* BEGIN GIVEN DATA *
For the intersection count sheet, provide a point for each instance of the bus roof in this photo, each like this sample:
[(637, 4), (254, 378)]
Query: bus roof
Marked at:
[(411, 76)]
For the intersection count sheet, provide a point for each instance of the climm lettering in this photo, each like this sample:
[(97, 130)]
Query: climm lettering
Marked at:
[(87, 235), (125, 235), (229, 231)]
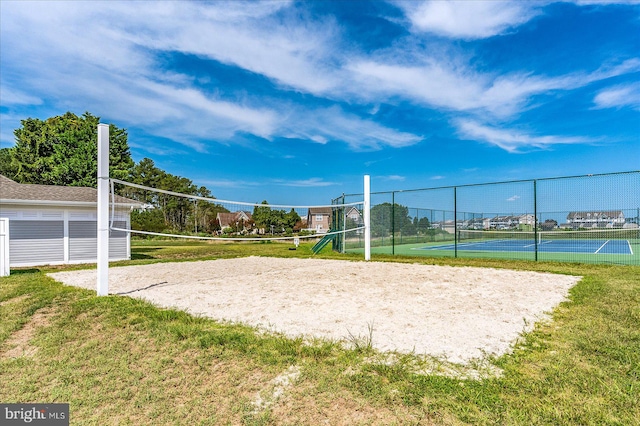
* END GIVEN DATA *
* [BRIEF] Copy out all the rows above word for word, omitting the picture.

* [RESPONSE]
For the intersection count sheet, provide a point for each instance of the bus roof in this photo, each like this sample:
[(637, 4), (254, 378)]
Query: bus roof
Marked at:
[(411, 76)]
For the intersection count sheet, provide a point for each instance of the climm lettering in this photo, each like this sample:
[(97, 130)]
Query: climm lettering
Marked at:
[(87, 235), (125, 235), (229, 231)]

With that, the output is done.